= Exercise brief =
Would you quote the material below in full and unchanged?

════════════════════

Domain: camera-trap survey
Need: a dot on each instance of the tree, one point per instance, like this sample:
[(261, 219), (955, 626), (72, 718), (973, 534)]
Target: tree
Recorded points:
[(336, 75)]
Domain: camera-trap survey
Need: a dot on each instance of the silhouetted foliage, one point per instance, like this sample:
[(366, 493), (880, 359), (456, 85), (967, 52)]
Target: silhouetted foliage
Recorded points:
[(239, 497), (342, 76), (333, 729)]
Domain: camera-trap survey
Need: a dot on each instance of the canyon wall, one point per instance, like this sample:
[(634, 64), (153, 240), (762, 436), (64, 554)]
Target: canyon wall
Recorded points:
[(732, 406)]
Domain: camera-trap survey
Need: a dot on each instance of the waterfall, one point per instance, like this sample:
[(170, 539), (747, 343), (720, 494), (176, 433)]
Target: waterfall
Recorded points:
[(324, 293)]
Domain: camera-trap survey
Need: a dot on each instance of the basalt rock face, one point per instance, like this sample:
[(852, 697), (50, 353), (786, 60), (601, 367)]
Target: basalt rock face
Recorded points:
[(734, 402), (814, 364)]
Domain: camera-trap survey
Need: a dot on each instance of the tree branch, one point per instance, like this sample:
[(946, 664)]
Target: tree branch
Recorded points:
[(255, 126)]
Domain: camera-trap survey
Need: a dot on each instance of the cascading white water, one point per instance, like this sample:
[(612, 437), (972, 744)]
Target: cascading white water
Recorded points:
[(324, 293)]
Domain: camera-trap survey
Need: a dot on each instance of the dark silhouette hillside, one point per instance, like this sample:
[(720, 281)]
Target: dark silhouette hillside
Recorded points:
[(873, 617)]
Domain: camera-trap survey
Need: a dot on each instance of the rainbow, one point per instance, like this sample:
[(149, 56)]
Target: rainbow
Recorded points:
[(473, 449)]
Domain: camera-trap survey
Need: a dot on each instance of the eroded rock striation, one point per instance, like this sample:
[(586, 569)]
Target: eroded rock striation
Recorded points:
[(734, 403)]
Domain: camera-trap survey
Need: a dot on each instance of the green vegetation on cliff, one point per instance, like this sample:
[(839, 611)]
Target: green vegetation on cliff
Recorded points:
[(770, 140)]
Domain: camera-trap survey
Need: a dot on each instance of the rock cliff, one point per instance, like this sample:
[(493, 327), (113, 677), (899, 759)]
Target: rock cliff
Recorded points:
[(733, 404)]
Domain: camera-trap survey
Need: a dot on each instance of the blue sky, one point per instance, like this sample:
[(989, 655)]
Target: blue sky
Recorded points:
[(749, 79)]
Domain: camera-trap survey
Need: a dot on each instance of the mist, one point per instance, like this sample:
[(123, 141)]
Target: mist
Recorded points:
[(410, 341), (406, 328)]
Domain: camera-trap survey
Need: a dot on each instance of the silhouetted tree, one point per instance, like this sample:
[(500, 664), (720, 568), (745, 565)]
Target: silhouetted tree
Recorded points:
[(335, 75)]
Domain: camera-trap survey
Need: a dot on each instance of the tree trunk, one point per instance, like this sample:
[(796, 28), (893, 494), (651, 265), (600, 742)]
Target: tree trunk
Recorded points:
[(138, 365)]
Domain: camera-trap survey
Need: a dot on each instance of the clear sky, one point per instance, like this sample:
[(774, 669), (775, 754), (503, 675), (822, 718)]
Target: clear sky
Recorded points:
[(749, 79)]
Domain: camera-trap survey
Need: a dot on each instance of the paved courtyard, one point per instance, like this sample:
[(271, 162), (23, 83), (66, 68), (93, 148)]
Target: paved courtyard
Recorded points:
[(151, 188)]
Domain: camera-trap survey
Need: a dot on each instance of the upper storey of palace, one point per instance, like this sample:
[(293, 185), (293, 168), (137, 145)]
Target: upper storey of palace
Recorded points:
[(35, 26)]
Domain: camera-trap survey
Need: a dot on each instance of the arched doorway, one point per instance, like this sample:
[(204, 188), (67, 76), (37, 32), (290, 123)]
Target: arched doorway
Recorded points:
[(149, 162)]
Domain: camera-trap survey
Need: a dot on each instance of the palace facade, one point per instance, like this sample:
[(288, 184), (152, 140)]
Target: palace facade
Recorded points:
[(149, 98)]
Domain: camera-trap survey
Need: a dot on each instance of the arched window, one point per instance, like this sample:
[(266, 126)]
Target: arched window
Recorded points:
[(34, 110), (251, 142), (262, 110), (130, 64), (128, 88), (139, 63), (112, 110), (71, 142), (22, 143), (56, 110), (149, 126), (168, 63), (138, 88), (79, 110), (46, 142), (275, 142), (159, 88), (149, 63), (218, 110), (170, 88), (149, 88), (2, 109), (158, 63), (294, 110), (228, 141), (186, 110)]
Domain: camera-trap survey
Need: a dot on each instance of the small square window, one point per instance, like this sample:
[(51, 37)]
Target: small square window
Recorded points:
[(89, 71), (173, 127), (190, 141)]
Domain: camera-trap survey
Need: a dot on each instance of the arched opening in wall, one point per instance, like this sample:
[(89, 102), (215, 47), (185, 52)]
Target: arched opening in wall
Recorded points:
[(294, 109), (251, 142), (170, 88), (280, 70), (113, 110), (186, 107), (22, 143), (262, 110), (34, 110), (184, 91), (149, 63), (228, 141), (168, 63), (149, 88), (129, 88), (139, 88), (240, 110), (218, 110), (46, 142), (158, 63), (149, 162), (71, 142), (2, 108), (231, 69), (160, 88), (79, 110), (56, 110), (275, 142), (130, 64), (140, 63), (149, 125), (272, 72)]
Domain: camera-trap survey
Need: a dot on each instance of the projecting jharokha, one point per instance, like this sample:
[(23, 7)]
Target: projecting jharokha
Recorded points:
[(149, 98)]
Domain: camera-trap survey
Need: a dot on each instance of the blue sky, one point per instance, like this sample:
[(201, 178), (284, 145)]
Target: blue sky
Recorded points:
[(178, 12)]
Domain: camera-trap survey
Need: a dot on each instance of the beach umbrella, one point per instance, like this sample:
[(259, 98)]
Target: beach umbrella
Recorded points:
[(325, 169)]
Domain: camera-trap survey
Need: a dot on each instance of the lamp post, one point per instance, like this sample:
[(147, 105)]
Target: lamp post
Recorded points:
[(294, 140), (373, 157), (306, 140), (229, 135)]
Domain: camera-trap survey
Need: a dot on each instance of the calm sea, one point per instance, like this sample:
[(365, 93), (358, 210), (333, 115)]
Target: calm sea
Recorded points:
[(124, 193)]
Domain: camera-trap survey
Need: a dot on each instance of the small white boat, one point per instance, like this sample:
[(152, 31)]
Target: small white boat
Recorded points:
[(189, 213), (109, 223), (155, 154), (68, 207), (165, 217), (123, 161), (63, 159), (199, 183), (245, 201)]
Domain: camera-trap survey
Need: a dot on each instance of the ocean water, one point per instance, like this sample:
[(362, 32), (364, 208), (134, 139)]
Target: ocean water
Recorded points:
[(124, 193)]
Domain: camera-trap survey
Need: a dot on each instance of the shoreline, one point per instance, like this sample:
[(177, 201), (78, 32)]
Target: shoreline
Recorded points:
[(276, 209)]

════════════════════

= Task result =
Domain: camera-trap survey
Need: a dot on each instance of the tree, one point per instance, like this sample:
[(261, 219), (955, 626), (72, 718), (973, 534)]
Target: tree
Recorded points:
[(336, 75)]
Domain: camera-trap survey
Need: a dot on each instance of the silhouetted foliage, one point per instance, like this sample:
[(366, 493), (880, 359), (456, 85), (967, 52)]
Target: silhouetted foliage
Recorded points:
[(239, 497), (342, 76), (333, 729)]
Domain: camera-trap survey
Need: a dot on each instance of the canyon wall, one point per instance, like this sample:
[(634, 64), (153, 240), (762, 436), (64, 554)]
Target: canyon wall
Recorded points:
[(732, 406)]
Domain: camera-trap survey
Need: a dot on each instance of the waterfall, one point per instance, like this sample:
[(170, 539), (747, 343), (720, 494), (176, 433)]
Target: waterfall
Recorded points:
[(324, 293)]
Domain: camera-trap survey
Need: a dot on each instance of the basalt rock face, one point per instance, like this sample:
[(852, 697), (50, 353), (786, 60), (601, 367)]
Target: basalt rock face
Recorded points:
[(734, 402), (814, 364)]
Domain: camera-trap survey
Need: a dot on each instance of the tree branch, one point per instance, like this sample:
[(946, 664)]
Target: tree branch
Recorded points:
[(255, 126)]
Domain: camera-trap survey
Need: a dot on each instance of the cascading white water, one point per instance, like this sample:
[(612, 437), (972, 744)]
Target: cascading white water
Recorded points:
[(324, 293)]
Domain: camera-trap survey
Need: a dot on each instance of the dark silhouette hillside, one point per instance, like this sample:
[(720, 281)]
Target: dark silhouette hillside
Recorded points:
[(873, 617)]
Domain: camera-trap survey
Need: a dot on each instance of the rainbow, one point per instance, like this sample:
[(149, 56)]
Target: rainbow
Recorded points:
[(473, 449)]
Domain: camera-trap survey
Need: a dot on each instance of the eroded rock striation, one point per instance, like this sample:
[(586, 569)]
Target: eroded rock striation
Recorded points:
[(734, 403)]
Domain: camera-trap survey
Need: a dot on each instance of the green vegetation on cliff, one point per instance, like this sample:
[(839, 611)]
Target: green vegetation on cliff
Recorded points:
[(770, 140)]
Domain: camera-trap survey
Need: a dot on each instance of the rock cliff, one point per instance, like this sample:
[(493, 327), (113, 677), (899, 759)]
Target: rock cliff
Recorded points:
[(733, 404)]
Domain: camera-trap survey
Need: a dot on each instance of the blue sky, one point per instance, like this sample:
[(989, 655)]
Target: blue sky
Recorded points:
[(749, 79)]
Domain: camera-trap survey
Need: a dot on each instance of the mist, one point per instance, like this sample:
[(123, 141)]
Target: mist
Recorded points:
[(410, 341), (406, 328)]
Domain: camera-trap survey
Need: a dot on each instance of the silhouetted tree, one point per instance, like this sample:
[(500, 664), (720, 568), (745, 565)]
Target: silhouetted tree
Recorded points:
[(335, 75)]
Domain: camera-trap survey
Need: a dot on each instance of the tree trunk, one point per instance, like this sample:
[(796, 28), (893, 494), (651, 265), (600, 742)]
Target: tree trunk
Recorded points:
[(138, 365)]
Domain: camera-trap survey
Need: a dot on each instance of the clear sky, one point per instance, like this sample:
[(774, 669), (775, 754), (503, 675), (822, 718)]
Target: clear sky
Recorded points:
[(749, 79)]
Domain: camera-trap survey
Need: a dot on each instance of the paved courtyard, one point per instance, like this sample:
[(271, 162), (23, 83), (66, 68), (93, 148)]
Target: paved courtyard
Recorded points:
[(151, 188)]
Domain: camera-trap survey
Need: a dot on each instance of the upper storey of palace, one point per instance, like this sample:
[(293, 185), (293, 168), (137, 145)]
Target: upper storey of palace
Recorded points:
[(35, 26)]
Domain: camera-trap survey
Need: a dot on each instance of the arched doorway, one point per instance, like this sample:
[(204, 188), (67, 76), (37, 32), (290, 123)]
Target: arched doorway
Recorded points:
[(149, 162)]
Domain: camera-trap survey
Need: a dot on each instance of the palace facade, one point per instance, like this sample:
[(288, 184), (152, 140)]
Target: palace facade
Recorded points:
[(149, 98)]
Domain: camera-trap survey
Need: a dot on each instance of the arched window, one point per instance, like this sample:
[(266, 126)]
Target: arched window
Recorded points:
[(34, 110), (251, 142), (262, 110), (130, 64), (128, 88), (139, 63), (112, 110), (71, 142), (22, 143), (56, 110), (149, 126), (168, 63), (138, 88), (79, 110), (46, 142), (275, 142), (159, 88), (149, 63), (218, 110), (170, 88), (149, 88), (2, 109), (158, 63), (294, 110), (228, 141), (186, 110)]
Domain: camera-trap survey
Need: a dot on each instance of the small square window, one point per instance, like this sample:
[(51, 37)]
Target: small square window
Recorded points:
[(89, 71), (173, 127), (190, 141)]
Domain: camera-trap survey
Need: a dot on each instance of the arched opening in wall, one point per instance, like this sample:
[(89, 102), (215, 47), (185, 52)]
Target: arched opening in wall
Recorded points:
[(294, 109), (251, 142), (170, 88), (280, 70), (113, 110), (186, 107), (22, 143), (262, 110), (34, 110), (184, 91), (149, 63), (228, 141), (168, 63), (149, 88), (129, 88), (139, 88), (240, 110), (218, 110), (46, 142), (158, 63), (149, 162), (71, 142), (2, 108), (231, 69), (160, 88), (79, 110), (56, 110), (275, 142), (130, 64), (140, 63), (149, 125), (272, 72)]
Domain: camera-trap survey
Need: a dot on each instance of the projecting jharokha, one point per instance, like this sample:
[(23, 7)]
Target: projecting jharokha
Recorded points:
[(149, 98)]
Domain: camera-trap survey
Need: a dot on each instance of the blue sky, one point per instance, like this sample:
[(201, 178), (284, 145)]
Target: blue sky
Recorded points:
[(178, 12)]
Domain: camera-trap survey
Need: a dot on each instance of the beach umbrella, one point per instance, like this sample:
[(259, 98)]
Target: beach umbrella
Recorded points:
[(325, 169)]
Domain: camera-trap survey
Need: a dot on each instance of the lamp post, one point per instance, like this sample:
[(147, 105)]
Target: lamp post
Recorded points:
[(294, 140), (373, 157), (306, 140), (229, 135)]
Domain: camera-trap survey
Need: a dot on each instance of the calm sea, one point per instance, like this sample:
[(365, 93), (358, 210), (333, 115)]
Target: calm sea
Recorded points:
[(124, 193)]
Domain: camera-trap survey
Need: a dot on each instance of the small white boat, one point per instance, like this sample:
[(152, 31)]
Target: small white boat
Recorded points:
[(189, 213), (109, 223), (155, 154), (68, 207), (165, 217), (123, 161), (63, 159), (199, 183), (245, 201)]
Domain: camera-trap survey
Need: a dot on each instance of the ocean water, one point per instance, like this sample:
[(362, 32), (364, 208), (134, 139)]
Target: ocean water
Recorded points:
[(124, 193)]
Domain: camera-trap survey
Need: a dot on each instance of the shoreline, one point per instance, like this sample:
[(177, 201), (78, 32)]
Target: shoreline
Recorded points:
[(276, 209)]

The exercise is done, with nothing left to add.